# start of Dataset records

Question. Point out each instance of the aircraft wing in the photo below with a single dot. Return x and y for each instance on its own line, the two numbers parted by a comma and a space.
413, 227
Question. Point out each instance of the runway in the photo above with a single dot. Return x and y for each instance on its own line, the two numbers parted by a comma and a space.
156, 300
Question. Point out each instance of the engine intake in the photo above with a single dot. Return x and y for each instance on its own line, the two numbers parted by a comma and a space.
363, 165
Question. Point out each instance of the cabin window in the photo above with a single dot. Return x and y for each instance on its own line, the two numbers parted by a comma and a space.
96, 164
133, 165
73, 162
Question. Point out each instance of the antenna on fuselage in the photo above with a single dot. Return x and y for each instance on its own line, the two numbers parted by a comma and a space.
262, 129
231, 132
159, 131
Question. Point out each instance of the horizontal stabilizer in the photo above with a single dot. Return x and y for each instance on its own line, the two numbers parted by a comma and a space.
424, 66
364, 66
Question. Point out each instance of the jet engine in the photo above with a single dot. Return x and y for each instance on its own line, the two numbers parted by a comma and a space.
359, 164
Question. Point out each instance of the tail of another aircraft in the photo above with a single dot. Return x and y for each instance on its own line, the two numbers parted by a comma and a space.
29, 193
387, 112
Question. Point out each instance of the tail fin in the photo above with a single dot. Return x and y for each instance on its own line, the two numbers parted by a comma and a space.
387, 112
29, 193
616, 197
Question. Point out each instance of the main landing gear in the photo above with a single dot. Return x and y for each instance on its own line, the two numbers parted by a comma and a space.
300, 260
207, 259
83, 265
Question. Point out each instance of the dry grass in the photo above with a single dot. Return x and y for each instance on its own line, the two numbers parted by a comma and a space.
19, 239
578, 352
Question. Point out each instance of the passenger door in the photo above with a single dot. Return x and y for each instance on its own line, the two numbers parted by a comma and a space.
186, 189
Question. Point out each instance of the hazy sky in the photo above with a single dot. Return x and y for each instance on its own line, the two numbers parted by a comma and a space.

# end of Dataset records

Task directions >> Reproduce all data above, unchanged.

Response to the exercise >>
Question. Point out each instance of the aircraft wing in the photo below with a single dot. Return x and y for each instance on its own line, the two numbers parted by a comma and a space.
413, 227
Question. Point out each instance of the runway in the photo above with a single dot. Return x and y for each instance on its own line, the two numbers parted by a comma and a space.
156, 300
Question. Point out each instance of the engine intake in the photo above with a single dot. Return x and y for each instance on its own line, the two numbers parted by a comma and a space.
363, 165
Question. Point out each instance of the cabin window in the photo above with a single dot. Return x and y for each instance on its own line, the two numbers parted by a comma and a space.
96, 164
133, 165
73, 162
Question. Point out each instance of the antenna on fuselage in the photo above with a single dot. Return x and y for each instance on its own line, the two numbers parted by a comma and a space.
262, 129
231, 132
159, 131
Question. Point out each instance of the horizontal stabilizer in the photo above with a single dot. Return x and y for each instance on its own line, the two numbers parted by a comma and a space.
424, 66
364, 66
Question. Point out each instance of the jet engine in the photo above with a single dot. Return x and y for each instance on its own line, the two numbers parted by a comma and a space.
359, 164
Question. Point out each instance of the tail of another aircraft in the photo above with a single dot. Return x and y for each instance on its own line, the two numbers parted by a comma and a space.
29, 193
387, 112
Question. Point out each instance of the tail fin in the photo above with a single dot. Return x and y for each instance on its own line, the two numbers parted by a comma and a space.
387, 112
29, 193
616, 197
Question. Point out each instance of the main landing gear in the photo above with a single dot. Return x and y for each instance on its own line, the two numbers parted by a comma and a space.
300, 260
207, 259
83, 265
Question. Point out each instance of the dry grass in the photo above with a single dot. Return x and y for each instance on its own line, the two numbers parted by a comma and a space.
19, 239
578, 352
Question. Point out each instance of the passenger door in the photo above with a single dot. Return x and y for each instance on its own line, the two numbers parted by a comma and a space.
186, 189
Question. Point out each instance of the hazy sky in the photo above with a single dot. Return x and y for each instance on its own line, the two numbers parted by a comma and a space.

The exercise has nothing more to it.